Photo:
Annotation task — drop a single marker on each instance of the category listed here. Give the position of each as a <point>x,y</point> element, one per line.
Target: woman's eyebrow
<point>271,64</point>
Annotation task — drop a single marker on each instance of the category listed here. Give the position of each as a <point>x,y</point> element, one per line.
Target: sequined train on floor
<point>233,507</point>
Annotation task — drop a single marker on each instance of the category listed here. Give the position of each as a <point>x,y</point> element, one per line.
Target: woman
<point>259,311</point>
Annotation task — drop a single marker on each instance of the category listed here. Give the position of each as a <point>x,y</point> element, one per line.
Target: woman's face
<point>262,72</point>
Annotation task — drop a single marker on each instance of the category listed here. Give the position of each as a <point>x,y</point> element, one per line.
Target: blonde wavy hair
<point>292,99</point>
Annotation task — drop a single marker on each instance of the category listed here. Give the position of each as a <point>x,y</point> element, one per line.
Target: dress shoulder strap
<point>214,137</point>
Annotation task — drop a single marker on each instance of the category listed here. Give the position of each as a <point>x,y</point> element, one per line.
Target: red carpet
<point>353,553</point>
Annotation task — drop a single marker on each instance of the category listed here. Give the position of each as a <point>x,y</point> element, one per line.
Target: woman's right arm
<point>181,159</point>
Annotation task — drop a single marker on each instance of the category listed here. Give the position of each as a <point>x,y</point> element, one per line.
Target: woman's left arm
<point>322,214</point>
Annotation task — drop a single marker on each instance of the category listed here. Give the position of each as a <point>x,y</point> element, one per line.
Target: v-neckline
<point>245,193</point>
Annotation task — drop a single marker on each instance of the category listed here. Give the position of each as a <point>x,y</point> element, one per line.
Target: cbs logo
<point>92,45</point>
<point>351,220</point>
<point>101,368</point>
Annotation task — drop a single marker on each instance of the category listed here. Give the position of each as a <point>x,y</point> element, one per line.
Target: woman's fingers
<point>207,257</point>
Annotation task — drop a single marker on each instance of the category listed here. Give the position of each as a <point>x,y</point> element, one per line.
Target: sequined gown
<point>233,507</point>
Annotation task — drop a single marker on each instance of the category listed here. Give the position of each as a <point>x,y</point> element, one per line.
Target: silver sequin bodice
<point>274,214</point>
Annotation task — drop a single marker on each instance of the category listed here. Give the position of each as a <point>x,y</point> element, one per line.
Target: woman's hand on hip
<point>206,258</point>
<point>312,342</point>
----------
## TASK TO CARRY OUT
Each entry should be reproduced in the output exactly.

## EXERCISE SOLUTION
Photo:
Annotation task — drop a single marker on each instance of the category listed here. Give the position of each as a <point>x,y</point> element, one per line.
Target: woman's eyebrow
<point>271,64</point>
Annotation task — drop a single marker on each instance of the category listed here. Give the position of each as a <point>x,y</point> element, one per line.
Target: sequined train on floor
<point>233,507</point>
Annotation task — drop a single marker on each instance of the category listed here. Give the position of each as a <point>x,y</point> element, one per line.
Target: woman
<point>259,311</point>
Annotation task — drop a single marker on each instance of the category listed here. Give the position of each as a <point>x,y</point> element, one per line.
Target: woman's face
<point>262,72</point>
Annotation task — drop a single marker on each instance of the category listed here. Give the position of each as a <point>x,y</point> element, one per line.
Target: blonde wavy hair
<point>292,99</point>
Annotation task — drop a single marker on each instance of the category listed here. Give the position of each as a <point>x,y</point> element, one per line.
Target: dress shoulder strap
<point>214,137</point>
Annotation task — drop a single marker on each instance of the category listed here. Give the position of each as a <point>x,y</point> element, one per line.
Target: red carpet
<point>353,553</point>
Annotation task — drop a single marker on each instance of the category listed here. Give the position of each as a <point>x,y</point> element, one per line.
Target: woman's right arm
<point>181,159</point>
Annotation task — drop a single marker on each instance of the category listed here. Give the position of each as a <point>x,y</point> element, one per line.
Target: woman's left arm
<point>322,214</point>
Annotation task — drop a single marker on each instance of the category listed here. Give the position of each as a <point>x,y</point> element, one per line.
Target: v-neckline
<point>245,193</point>
Annotation task — drop a single marker on each instance of the category listed here. Give the position of each as a <point>x,y</point> element, one per line.
Target: cbs logo
<point>92,45</point>
<point>351,220</point>
<point>101,368</point>
Annotation task — drop a single marker on each instance of the category listed here. Give the position of each as a <point>x,y</point> element, one per line.
Target: woman's fingers
<point>207,257</point>
Annotation task — drop a single marker on each instance of the category listed here. Give the position of each as a <point>x,y</point> element, one per line.
Target: sequined gown
<point>233,507</point>
Annotation task — drop a single marker on each instance of the category listed here. Give the position of each as a <point>x,y</point> element, one per line.
Target: silver sequin bodice
<point>274,214</point>
Annotation task — drop a single marker on each instance of the category listed here. Give the position of each as a <point>x,y</point> element, one per line.
Target: woman's hand on hip
<point>206,258</point>
<point>312,342</point>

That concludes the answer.